__Stored items__:

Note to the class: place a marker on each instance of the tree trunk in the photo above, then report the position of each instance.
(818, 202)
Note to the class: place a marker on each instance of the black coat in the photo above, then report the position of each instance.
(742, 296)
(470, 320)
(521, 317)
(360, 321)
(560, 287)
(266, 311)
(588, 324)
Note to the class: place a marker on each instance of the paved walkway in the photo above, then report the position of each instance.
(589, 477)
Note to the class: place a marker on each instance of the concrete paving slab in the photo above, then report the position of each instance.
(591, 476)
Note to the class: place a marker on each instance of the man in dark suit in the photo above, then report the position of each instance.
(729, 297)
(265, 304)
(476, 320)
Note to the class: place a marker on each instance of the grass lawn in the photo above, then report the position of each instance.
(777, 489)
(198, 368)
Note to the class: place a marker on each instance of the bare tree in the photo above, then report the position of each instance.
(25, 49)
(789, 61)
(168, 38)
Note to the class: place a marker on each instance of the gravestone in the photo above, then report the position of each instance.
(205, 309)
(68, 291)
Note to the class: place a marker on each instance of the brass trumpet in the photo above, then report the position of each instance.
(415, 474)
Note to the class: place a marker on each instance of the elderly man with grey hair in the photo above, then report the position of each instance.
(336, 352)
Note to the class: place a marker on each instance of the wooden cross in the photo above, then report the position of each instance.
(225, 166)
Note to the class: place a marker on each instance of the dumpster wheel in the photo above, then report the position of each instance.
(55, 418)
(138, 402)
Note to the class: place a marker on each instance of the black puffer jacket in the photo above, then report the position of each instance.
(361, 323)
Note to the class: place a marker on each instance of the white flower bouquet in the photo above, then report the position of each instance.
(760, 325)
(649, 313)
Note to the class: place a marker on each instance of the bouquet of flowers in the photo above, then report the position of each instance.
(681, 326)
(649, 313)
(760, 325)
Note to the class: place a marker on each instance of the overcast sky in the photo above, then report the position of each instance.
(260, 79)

__Exercise goal__:
Please rewrite the material above, replacing each "Note to the class" with "Reminder for the group" and keeping everything else the same.

__Correct output__:
Reminder for the group: place a marker on each instance of the tree trunk in the photo above, then report the position of each instance.
(818, 202)
Reminder for the group: place a marker on each instance of the black coat in the photo above, then report the position of each instance.
(742, 296)
(470, 320)
(521, 317)
(360, 321)
(560, 287)
(266, 311)
(588, 324)
Reminder for the group: place a marker on each instance of the paved walkway in the photo above, then report the position of each instance.
(589, 477)
Reminder for the group: place a marker on each instance of the concrete paving slab in the photo above, then report the position of each instance.
(591, 476)
Reminder for the group: place a marker on each instance of the man in dark suit in the photo above, then report the position of each instance.
(729, 297)
(265, 304)
(476, 320)
Reminder for the group: place a marker on each instance of the grass lawn in the photo above, then report the position of each instance.
(777, 489)
(198, 368)
Reminder for the group: place a marker on each instance of the bare tree in the photo above, then report the position of each instance.
(25, 49)
(789, 61)
(168, 38)
Reminder for the group: place a marker on each instance of the gravestone in the photo above, then report the position of each instance.
(205, 309)
(68, 291)
Reminder for the group: place a marker on each instance of the brass trumpet in the photo above, then report the position of each instance.
(415, 474)
Reminder for the group: place a marker on each instance of the elderly man with grey hair in the photo above, then report the position of each instance.
(336, 352)
Reminder for the group: place a marker on each instance of the wooden cross in the photo above, then report the position of each instance.
(225, 166)
Reminder for the group: place a marker on each instance of the dumpster wheel in the photo above, then report the position of each instance.
(55, 418)
(138, 402)
Reminder for the group: place a marker on each instance of the black puffer jacket in the photo above, then report the position of each instance.
(361, 323)
Reminder for the group: place a marker on each instance of the white flower bouquet in the photo above, then report the position of each instance.
(760, 325)
(649, 313)
Reminder for the group: place a marker on each instance of the bouquet of flowers in the photo above, then report the position of each instance.
(681, 326)
(649, 313)
(760, 325)
Reminder for the group: place a marker on each instance of the overcast sky in the photo above, then report the position of each instance.
(260, 79)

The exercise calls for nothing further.